BRIEF - Put the lines of the material below into a Markdown table with the columns "Number" and "Content", one row per line and blank lines left out, running from the start of the material up to and including the line with "point(275, 102)". Leave the pictures out of the table.

— BEGIN TASK DATA —

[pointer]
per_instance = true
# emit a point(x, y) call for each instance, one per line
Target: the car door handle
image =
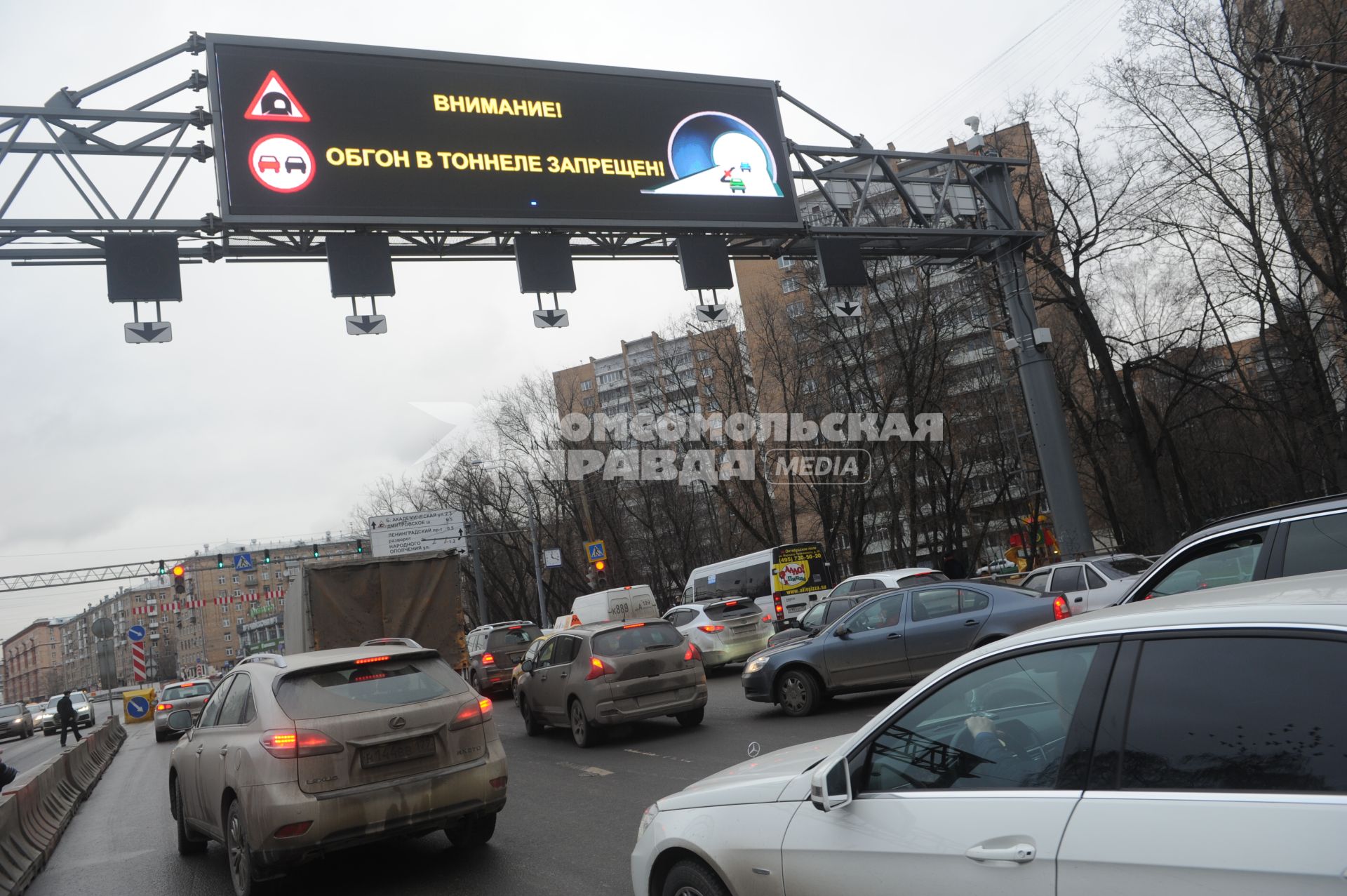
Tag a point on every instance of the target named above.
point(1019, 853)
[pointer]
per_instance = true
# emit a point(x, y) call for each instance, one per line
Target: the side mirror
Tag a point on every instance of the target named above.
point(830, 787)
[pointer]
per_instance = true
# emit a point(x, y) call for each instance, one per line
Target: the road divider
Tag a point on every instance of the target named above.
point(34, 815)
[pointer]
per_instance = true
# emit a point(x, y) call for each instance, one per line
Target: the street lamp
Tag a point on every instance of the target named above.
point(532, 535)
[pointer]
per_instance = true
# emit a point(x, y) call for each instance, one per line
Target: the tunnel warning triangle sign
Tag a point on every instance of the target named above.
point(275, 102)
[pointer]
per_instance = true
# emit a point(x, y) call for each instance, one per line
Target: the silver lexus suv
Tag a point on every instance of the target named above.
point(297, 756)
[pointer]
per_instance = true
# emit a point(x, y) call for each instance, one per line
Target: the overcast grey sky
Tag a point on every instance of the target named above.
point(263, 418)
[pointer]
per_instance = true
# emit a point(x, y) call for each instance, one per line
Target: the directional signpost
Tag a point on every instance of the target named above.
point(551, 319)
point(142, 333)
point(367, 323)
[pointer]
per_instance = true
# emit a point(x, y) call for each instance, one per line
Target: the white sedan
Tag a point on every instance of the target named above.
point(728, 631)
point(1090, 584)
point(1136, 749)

— END TASK DATA —

EXERCISE SOLUTION -
| Number | Content |
|---|---|
| 1 | [pointer] |
| 2 | per_instance = true |
| 3 | # emit a point(x, y) call for each instance, one per line |
| 4 | Target: the car door handle |
| 5 | image = |
| 6 | Tag a point on every instance of the target named above. |
| 7 | point(1019, 853) |
| 8 | [pointer] |
| 9 | per_instance = true |
| 10 | # emit a point(x, y) call for each instance, one per line |
| 11 | Target: the side mirror |
| 12 | Tag a point on every instance of the target named above. |
| 13 | point(830, 787) |
| 14 | [pointer] |
| 15 | per_instance = true |
| 16 | # emit a point(x, y) call for each instance, one per line |
| 17 | Target: the road divider |
| 18 | Tag a point on every instance of the target named above. |
| 19 | point(34, 815) |
| 20 | [pointer] |
| 21 | per_instance = true |
| 22 | # emit a point(x, y) call for each instance, one per line |
| 23 | Target: the street lamp |
| 24 | Tag a point on every instance of the target named above. |
| 25 | point(532, 535) |
| 26 | [pointer] |
| 27 | per_instance = true |
| 28 | # emit a point(x, y) call for each instance, one per line |
| 29 | Target: the tunnel warning triangle sign |
| 30 | Tag a point on every instance of the target named above. |
| 31 | point(275, 102) |